Instructions to follow:
Translate this sentence from the news item on folic acid and gestational diabetes into Spanish: "Folic acid (FA) consumption in the first trimester is associated with increased risk of gestational diabetes mellitus (GDM), according to research published online January 28 in Diabetes Care."

Provided passage:
★ ★ ★ ★
Folic Acid in Early Pregnancy Linked to Gestational Diabetes Risk

Much higher risk for women with prepregnancy BMI of ≥25 kg/m² taking FA supplements
Much higher risk for women with prepregnancy BMI of ≥25 kg/m² taking FA supplements

HealthDay News — Folic acid (FA) consumption in the first trimester is associated with increased risk of gestational diabetes mellitus (GDM), according to research published online January 28 in Diabetes Care.

Beibei Zhu, from the Anhui Medical University in Hefei, China, and colleagues used data from the prospective China-Anhui Birth Cohort Study to examine the correlation between FA supplement consumption and the risk of GDM.
★ ★ ★ ★
Supplied records:

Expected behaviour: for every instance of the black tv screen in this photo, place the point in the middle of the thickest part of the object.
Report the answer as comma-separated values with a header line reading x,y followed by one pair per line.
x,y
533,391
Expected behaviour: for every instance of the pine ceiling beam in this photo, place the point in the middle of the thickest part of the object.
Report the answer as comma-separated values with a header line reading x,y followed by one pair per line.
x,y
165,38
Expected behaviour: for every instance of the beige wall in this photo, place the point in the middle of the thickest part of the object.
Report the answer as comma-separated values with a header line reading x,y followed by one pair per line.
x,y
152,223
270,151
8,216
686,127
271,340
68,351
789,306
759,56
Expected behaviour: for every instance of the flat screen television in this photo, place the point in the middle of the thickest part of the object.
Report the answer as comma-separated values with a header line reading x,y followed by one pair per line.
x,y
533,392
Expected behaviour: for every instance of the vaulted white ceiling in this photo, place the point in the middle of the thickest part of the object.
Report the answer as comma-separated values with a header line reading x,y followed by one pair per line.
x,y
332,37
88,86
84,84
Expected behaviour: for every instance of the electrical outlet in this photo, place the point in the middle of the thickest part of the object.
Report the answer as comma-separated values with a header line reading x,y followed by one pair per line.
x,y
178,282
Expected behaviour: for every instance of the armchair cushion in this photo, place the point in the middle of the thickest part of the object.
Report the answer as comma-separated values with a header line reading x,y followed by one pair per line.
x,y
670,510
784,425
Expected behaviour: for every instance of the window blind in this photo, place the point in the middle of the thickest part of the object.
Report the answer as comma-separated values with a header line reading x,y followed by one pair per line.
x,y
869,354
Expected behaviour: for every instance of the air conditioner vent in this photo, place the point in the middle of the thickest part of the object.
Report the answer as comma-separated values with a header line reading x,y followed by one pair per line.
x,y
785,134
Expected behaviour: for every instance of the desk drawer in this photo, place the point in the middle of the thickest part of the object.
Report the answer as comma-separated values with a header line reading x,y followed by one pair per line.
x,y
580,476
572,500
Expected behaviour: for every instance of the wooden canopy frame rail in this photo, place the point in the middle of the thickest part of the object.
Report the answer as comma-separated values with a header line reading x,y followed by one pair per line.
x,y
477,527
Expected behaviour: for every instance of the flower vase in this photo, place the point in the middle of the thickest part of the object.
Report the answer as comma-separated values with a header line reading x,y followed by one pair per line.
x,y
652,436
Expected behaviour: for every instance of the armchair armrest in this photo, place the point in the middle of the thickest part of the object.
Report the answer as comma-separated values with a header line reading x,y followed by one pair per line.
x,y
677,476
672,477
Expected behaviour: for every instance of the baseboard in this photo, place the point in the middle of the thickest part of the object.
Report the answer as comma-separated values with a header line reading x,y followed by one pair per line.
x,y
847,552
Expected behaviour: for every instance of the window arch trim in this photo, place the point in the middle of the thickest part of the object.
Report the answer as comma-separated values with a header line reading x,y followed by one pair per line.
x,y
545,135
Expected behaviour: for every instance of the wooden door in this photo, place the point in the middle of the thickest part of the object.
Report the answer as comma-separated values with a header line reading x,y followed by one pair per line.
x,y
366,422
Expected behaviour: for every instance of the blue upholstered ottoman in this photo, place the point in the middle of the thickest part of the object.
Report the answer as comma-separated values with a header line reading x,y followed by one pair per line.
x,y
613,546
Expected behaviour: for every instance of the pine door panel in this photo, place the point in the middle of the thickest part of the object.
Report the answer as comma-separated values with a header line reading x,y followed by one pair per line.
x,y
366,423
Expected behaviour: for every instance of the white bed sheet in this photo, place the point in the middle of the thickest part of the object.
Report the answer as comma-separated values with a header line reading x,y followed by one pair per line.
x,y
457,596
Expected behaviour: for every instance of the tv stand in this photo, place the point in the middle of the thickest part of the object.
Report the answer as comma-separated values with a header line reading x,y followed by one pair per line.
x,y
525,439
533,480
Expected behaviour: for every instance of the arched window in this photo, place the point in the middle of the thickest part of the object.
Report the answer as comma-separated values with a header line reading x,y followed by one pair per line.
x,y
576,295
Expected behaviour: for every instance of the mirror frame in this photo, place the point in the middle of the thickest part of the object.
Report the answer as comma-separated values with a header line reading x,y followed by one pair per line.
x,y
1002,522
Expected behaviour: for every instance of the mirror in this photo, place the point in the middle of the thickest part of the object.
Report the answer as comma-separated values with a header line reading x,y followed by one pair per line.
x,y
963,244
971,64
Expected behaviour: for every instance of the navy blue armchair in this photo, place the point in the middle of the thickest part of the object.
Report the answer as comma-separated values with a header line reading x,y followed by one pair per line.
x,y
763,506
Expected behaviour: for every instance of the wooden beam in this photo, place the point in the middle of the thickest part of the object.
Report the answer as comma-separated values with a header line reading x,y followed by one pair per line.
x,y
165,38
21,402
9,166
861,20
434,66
★ ★ ★ ★
Completed task:
El consumo de ácido fólico (AF) en el primer trimestre se asocia con un mayor riesgo de diabetes mellitus gestacional (DMG), según una investigación publicada en línea el 28 de enero en Diabetes Care.